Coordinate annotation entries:
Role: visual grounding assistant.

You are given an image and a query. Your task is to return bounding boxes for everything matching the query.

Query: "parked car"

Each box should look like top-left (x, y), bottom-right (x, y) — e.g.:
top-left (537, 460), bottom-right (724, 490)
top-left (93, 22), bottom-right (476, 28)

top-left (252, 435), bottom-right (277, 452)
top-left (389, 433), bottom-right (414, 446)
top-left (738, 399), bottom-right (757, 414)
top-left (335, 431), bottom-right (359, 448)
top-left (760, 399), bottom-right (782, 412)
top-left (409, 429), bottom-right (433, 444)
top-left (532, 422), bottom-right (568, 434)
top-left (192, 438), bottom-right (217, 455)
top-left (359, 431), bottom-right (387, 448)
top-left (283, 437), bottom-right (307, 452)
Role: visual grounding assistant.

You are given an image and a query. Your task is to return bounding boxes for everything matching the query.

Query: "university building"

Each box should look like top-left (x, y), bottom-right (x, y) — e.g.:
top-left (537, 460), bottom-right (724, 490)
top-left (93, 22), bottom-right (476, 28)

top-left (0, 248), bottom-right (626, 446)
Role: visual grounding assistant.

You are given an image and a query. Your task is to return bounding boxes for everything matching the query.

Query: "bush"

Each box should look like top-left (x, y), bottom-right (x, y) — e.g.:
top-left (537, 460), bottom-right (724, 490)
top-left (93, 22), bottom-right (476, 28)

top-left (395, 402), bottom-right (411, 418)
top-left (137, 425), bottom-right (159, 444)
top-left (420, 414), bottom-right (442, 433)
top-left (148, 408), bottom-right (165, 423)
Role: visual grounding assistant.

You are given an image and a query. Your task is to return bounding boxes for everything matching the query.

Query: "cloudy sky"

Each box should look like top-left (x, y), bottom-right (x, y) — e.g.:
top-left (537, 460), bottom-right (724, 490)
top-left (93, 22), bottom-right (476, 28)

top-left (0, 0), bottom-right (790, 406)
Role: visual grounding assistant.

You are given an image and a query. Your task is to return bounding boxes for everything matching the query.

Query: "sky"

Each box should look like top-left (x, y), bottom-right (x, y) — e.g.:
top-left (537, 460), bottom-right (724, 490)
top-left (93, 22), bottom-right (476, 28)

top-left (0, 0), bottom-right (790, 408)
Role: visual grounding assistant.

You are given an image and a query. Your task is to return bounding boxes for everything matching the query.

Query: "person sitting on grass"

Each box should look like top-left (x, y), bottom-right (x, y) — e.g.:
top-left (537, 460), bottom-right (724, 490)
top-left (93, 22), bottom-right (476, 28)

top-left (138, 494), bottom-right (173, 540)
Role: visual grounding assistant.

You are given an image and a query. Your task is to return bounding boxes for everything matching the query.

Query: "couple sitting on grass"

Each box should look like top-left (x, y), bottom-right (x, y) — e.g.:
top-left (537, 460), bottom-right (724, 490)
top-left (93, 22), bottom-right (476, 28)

# DO THIS
Return each line of the records above exactly as it reads.

# SOLUTION TO THIS TASK
Role: visual grounding assistant.

You are given an image and a query. Your task is to return bounding boxes for everything matching the query.

Query: "parked car"

Each box should look like top-left (x, y), bottom-right (x, y) — e.g.:
top-left (537, 460), bottom-right (724, 490)
top-left (93, 22), bottom-right (476, 28)

top-left (252, 435), bottom-right (277, 452)
top-left (389, 433), bottom-right (414, 446)
top-left (738, 399), bottom-right (757, 414)
top-left (335, 431), bottom-right (359, 448)
top-left (760, 399), bottom-right (782, 412)
top-left (409, 429), bottom-right (433, 444)
top-left (532, 422), bottom-right (568, 434)
top-left (192, 438), bottom-right (217, 455)
top-left (359, 431), bottom-right (387, 448)
top-left (283, 437), bottom-right (307, 452)
Role: visual grounding assistant.

You are given an image and a query. Your task is to return bounding boxes for everything matching the query.

Query: "university building"

Each box should look like top-left (x, y), bottom-right (x, y) — e.g.:
top-left (537, 460), bottom-right (724, 490)
top-left (93, 22), bottom-right (476, 28)

top-left (0, 248), bottom-right (626, 446)
Role: visual grounding assistant.

You are given an image and a query. Your task is to return bounding boxes for everything matching the query.

Query: "bush"

Each box should look like top-left (x, y), bottom-right (x, y) — e.g.:
top-left (537, 460), bottom-right (724, 490)
top-left (93, 22), bottom-right (476, 28)

top-left (395, 402), bottom-right (411, 418)
top-left (137, 425), bottom-right (159, 444)
top-left (420, 414), bottom-right (442, 433)
top-left (148, 408), bottom-right (165, 423)
Role: visual grounding assistant.

You are given an image and a query. Your task is to return bounding boxes for everything matching the query.

Query: "cloudy sky"

Each box should look like top-left (x, y), bottom-right (x, y) — e.g.:
top-left (537, 460), bottom-right (724, 490)
top-left (93, 22), bottom-right (476, 28)

top-left (0, 0), bottom-right (790, 406)
Role: visual grounding assistant.

You are given an image and a query. Your task is to return bounding boxes for everything matching the query.

Query: "sky"

Each box should look like top-left (x, y), bottom-right (x, y) — e.g.:
top-left (537, 460), bottom-right (724, 490)
top-left (93, 22), bottom-right (476, 28)

top-left (0, 0), bottom-right (790, 408)
Role: visual grounding assistant.

You are given an image and a query. Your task is to return bounding boxes for everything matching the query.

Query: "person sitting on grass"

Each box should look like top-left (x, y), bottom-right (x, y) — e.g.:
top-left (537, 460), bottom-right (724, 490)
top-left (93, 22), bottom-right (476, 28)

top-left (138, 494), bottom-right (173, 540)
Role: visual grounding assistant.

You are given an image and a query. Your task is to return bounding boxes for everything matching the query.

Query: "couple sitting on grass"

Each box should look like top-left (x, y), bottom-right (x, y) — e.g.:
top-left (537, 460), bottom-right (724, 490)
top-left (93, 22), bottom-right (476, 28)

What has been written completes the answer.